Date | May 2011 | Marks available | 4 | Reference code | 11M.3.SL.TZ1.21 |
Level | Standard level | Paper | Paper 3 | Time zone | Time zone 1 |
Command term | Determine | Question number | 21 | Adapted from | N/A |
Question
This question is about using a diffraction grating to view the emission spectrum of sodium.
Light from a sodium discharge tube is incident normally upon a diffraction grating having 8.00×105 lines per metre. The spectrum contains a double yellow line of wavelengths 589 nm and 590 nm.
Determine the angular separation of the two lines when viewed in the second order spectrum.
State why it is more difficult to observe the double yellow line when viewed in the first order spectrum.
Markscheme
\(d = \frac{1}{{8.00 \times {{10}^5}}} = 1.25 \times {10^{ - 6}}{\rm{m}}\);
\(d\sin \theta = n\lambda \Rightarrow \theta {\sin ^{ - 1}}\left[ {\frac{{n\lambda }}{d}} \right]\);
\({\sin ^{ - 1}}\left[ {\frac{{2 \times 589 \times {{10}^{ - 9}}}}{{1.25 \times {{10}^{ - 6}}}}} \right] = {\rm{ }}70.5^\circ {\rm{ }},{\sin ^{ - 1}}\left[ {\frac{{2 \times 590 \times {{10}^{ - 9}}}}{{1.25 \times {{10}^{ - 6}}}}} \right] = 70.7^\circ \);
70.7°−70.5°=0.2°;
the lines are closer together / not clearly separate in the first order spectrum;

Part of a data file:
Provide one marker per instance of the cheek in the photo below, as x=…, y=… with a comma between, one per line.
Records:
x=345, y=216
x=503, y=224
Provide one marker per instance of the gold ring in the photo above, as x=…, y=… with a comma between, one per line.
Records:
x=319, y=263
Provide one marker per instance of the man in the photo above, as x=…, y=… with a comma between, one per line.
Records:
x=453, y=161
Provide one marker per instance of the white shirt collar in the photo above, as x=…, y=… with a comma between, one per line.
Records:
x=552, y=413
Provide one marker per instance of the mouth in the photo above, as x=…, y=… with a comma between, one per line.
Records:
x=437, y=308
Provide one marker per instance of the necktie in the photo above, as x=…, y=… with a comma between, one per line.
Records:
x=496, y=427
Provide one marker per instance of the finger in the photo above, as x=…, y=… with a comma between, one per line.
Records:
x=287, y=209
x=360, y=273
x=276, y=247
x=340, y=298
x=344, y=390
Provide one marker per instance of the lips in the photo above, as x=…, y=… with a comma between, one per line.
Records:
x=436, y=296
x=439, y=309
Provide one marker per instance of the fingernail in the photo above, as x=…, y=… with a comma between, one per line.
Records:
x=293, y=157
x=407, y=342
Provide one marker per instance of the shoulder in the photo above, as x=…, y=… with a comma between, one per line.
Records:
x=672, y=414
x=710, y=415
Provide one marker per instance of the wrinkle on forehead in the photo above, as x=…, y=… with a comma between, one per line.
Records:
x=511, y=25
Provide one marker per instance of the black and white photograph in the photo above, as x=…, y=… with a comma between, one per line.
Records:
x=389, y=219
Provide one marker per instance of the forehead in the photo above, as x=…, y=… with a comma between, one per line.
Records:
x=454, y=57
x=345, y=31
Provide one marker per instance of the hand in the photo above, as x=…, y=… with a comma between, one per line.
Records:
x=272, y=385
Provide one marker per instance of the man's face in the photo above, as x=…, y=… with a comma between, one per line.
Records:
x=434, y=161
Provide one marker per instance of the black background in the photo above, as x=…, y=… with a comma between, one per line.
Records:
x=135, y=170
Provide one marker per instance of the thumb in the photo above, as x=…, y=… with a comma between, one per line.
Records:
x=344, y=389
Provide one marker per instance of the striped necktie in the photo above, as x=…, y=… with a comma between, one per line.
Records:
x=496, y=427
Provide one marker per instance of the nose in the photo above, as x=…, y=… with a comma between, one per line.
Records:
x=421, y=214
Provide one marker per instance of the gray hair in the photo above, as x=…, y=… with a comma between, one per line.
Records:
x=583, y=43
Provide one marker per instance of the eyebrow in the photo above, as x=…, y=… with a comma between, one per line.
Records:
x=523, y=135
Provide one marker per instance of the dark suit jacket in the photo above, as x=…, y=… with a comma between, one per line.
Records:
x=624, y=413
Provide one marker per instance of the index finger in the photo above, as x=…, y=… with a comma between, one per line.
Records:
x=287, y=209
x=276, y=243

» **Problem set**:
1. In the sodium spectrum question, what are the wavelengths of the two lines in the double yellow line?
2. In the records, copy the lines beginning at the one that contains "Provide one marker per instance of the finger in" and ending after the one that contains "x=439, y=309".

» **Answers given**:
1. 589 nm and 590 nm.

2.
Provide one marker per instance of the finger in the photo above, as x=…, y=… with a comma between, one per line.
Records:
x=287, y=209
x=360, y=273
x=276, y=247
x=340, y=298
x=344, y=390
Provide one marker per instance of the lips in the photo above, as x=…, y=… with a comma between, one per line.
Records:
x=436, y=296
x=439, y=309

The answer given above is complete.